## Objective
Pull out each line in the rows below that contains the word "white" and copy it unchanged. A line counts only if its letters match the word's case.

>> start

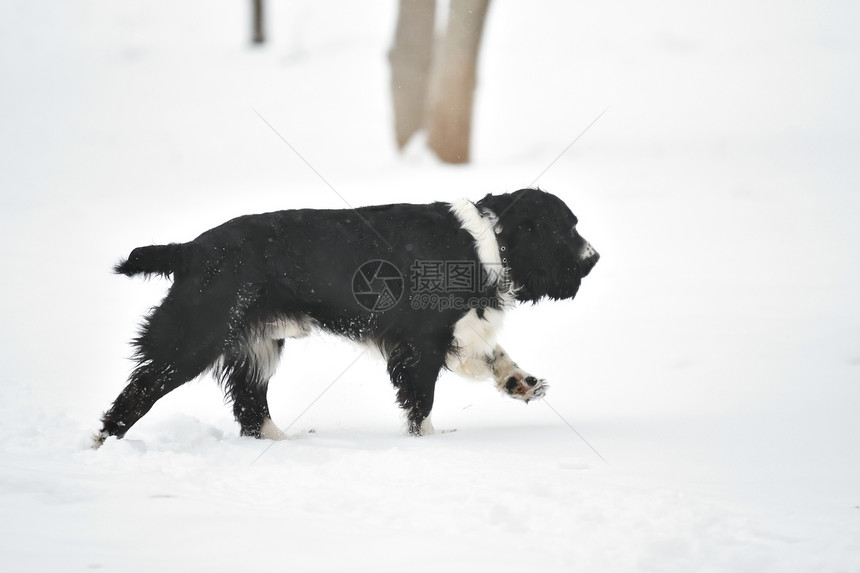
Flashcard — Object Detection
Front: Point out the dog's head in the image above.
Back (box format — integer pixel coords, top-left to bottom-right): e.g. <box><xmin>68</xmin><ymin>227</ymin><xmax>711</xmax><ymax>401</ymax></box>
<box><xmin>478</xmin><ymin>189</ymin><xmax>600</xmax><ymax>302</ymax></box>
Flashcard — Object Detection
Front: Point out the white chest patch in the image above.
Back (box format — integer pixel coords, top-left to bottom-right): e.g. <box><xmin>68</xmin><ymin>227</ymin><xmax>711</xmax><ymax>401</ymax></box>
<box><xmin>450</xmin><ymin>199</ymin><xmax>503</xmax><ymax>284</ymax></box>
<box><xmin>446</xmin><ymin>308</ymin><xmax>505</xmax><ymax>378</ymax></box>
<box><xmin>446</xmin><ymin>199</ymin><xmax>512</xmax><ymax>378</ymax></box>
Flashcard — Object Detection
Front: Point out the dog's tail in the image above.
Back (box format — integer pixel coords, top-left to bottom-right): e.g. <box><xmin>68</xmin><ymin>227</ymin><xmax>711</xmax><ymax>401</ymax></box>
<box><xmin>113</xmin><ymin>243</ymin><xmax>184</xmax><ymax>277</ymax></box>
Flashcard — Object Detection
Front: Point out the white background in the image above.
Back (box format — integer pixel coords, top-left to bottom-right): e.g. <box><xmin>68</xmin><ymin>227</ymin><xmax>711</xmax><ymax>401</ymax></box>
<box><xmin>0</xmin><ymin>0</ymin><xmax>860</xmax><ymax>572</ymax></box>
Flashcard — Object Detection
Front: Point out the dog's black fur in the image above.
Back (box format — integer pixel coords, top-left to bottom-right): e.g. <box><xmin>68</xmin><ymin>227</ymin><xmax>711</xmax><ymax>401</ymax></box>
<box><xmin>95</xmin><ymin>189</ymin><xmax>598</xmax><ymax>446</ymax></box>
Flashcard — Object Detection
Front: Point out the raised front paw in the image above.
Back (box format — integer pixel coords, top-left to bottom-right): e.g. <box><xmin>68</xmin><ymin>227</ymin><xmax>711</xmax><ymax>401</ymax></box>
<box><xmin>502</xmin><ymin>372</ymin><xmax>549</xmax><ymax>403</ymax></box>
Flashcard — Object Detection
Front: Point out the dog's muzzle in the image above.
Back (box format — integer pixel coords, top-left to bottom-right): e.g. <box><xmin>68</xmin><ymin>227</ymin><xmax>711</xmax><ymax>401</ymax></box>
<box><xmin>577</xmin><ymin>241</ymin><xmax>600</xmax><ymax>278</ymax></box>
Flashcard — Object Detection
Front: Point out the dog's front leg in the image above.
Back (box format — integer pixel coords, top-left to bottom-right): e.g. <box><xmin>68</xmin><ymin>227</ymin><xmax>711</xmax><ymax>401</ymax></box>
<box><xmin>487</xmin><ymin>344</ymin><xmax>549</xmax><ymax>402</ymax></box>
<box><xmin>388</xmin><ymin>342</ymin><xmax>445</xmax><ymax>436</ymax></box>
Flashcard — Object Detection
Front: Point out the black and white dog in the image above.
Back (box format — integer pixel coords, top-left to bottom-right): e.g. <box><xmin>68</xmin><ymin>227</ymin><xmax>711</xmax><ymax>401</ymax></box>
<box><xmin>93</xmin><ymin>189</ymin><xmax>599</xmax><ymax>447</ymax></box>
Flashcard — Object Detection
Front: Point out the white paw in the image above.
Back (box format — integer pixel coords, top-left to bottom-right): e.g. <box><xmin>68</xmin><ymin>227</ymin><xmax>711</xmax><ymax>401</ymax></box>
<box><xmin>499</xmin><ymin>371</ymin><xmax>549</xmax><ymax>403</ymax></box>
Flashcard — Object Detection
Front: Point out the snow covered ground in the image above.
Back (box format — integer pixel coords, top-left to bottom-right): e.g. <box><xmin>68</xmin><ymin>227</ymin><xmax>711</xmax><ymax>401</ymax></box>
<box><xmin>0</xmin><ymin>0</ymin><xmax>860</xmax><ymax>572</ymax></box>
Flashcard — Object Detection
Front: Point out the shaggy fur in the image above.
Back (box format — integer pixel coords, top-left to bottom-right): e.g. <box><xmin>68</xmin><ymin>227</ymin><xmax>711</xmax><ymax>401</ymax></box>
<box><xmin>94</xmin><ymin>189</ymin><xmax>599</xmax><ymax>447</ymax></box>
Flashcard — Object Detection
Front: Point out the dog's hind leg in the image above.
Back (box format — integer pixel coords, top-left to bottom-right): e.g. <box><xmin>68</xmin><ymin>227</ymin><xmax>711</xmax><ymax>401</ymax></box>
<box><xmin>219</xmin><ymin>339</ymin><xmax>287</xmax><ymax>440</ymax></box>
<box><xmin>388</xmin><ymin>342</ymin><xmax>445</xmax><ymax>436</ymax></box>
<box><xmin>93</xmin><ymin>284</ymin><xmax>229</xmax><ymax>448</ymax></box>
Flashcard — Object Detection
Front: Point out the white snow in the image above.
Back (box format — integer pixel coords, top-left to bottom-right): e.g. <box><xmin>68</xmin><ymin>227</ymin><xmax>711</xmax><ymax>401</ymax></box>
<box><xmin>0</xmin><ymin>0</ymin><xmax>860</xmax><ymax>573</ymax></box>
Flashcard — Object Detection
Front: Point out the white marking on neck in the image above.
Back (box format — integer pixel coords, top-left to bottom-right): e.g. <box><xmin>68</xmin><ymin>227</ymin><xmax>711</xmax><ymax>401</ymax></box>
<box><xmin>449</xmin><ymin>199</ymin><xmax>504</xmax><ymax>284</ymax></box>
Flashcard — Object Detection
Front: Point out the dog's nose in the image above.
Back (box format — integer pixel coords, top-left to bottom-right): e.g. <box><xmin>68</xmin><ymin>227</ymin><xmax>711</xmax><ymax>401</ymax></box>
<box><xmin>579</xmin><ymin>249</ymin><xmax>600</xmax><ymax>278</ymax></box>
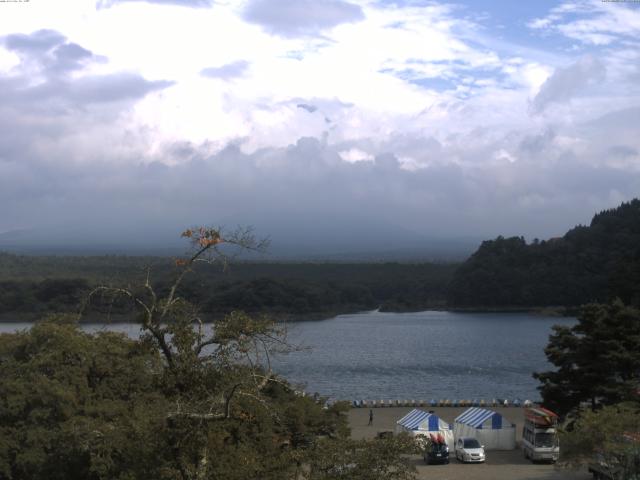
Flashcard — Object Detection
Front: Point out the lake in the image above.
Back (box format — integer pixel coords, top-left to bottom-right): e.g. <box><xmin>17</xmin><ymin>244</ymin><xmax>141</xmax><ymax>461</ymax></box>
<box><xmin>0</xmin><ymin>311</ymin><xmax>575</xmax><ymax>400</ymax></box>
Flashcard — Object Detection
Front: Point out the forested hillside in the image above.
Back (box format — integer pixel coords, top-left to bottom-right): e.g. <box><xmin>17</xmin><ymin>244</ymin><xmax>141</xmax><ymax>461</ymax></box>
<box><xmin>448</xmin><ymin>199</ymin><xmax>640</xmax><ymax>307</ymax></box>
<box><xmin>0</xmin><ymin>254</ymin><xmax>456</xmax><ymax>319</ymax></box>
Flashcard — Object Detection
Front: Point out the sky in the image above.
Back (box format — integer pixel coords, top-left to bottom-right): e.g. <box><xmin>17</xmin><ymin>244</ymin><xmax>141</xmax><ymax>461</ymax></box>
<box><xmin>0</xmin><ymin>0</ymin><xmax>640</xmax><ymax>255</ymax></box>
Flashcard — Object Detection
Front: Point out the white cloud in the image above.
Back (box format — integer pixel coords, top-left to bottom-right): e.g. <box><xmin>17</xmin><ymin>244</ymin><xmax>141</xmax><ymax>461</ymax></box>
<box><xmin>533</xmin><ymin>56</ymin><xmax>606</xmax><ymax>113</ymax></box>
<box><xmin>0</xmin><ymin>0</ymin><xmax>640</xmax><ymax>248</ymax></box>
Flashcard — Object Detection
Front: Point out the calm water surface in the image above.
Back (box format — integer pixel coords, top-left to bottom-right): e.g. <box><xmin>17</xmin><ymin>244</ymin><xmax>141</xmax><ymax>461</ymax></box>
<box><xmin>0</xmin><ymin>312</ymin><xmax>575</xmax><ymax>400</ymax></box>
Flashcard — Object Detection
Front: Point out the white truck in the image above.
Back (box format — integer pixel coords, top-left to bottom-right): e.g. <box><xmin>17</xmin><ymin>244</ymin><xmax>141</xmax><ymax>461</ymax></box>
<box><xmin>522</xmin><ymin>407</ymin><xmax>560</xmax><ymax>462</ymax></box>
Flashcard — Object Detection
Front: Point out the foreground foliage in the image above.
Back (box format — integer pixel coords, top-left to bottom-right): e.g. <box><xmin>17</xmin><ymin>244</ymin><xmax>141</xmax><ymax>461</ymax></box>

>> end

## Response to this task
Front: Point out the white chest patch in the image above.
Front: Point out the white background in the image above.
Front: Point out the black and white dog in the image above.
Front: Point out the white paw in the image above.
Front: Point out the white snow in the image above.
Front: Point out the white marking on neck in the image above.
Front: Point out the white cloud in the image above.
Front: Point out the white truck in the image above.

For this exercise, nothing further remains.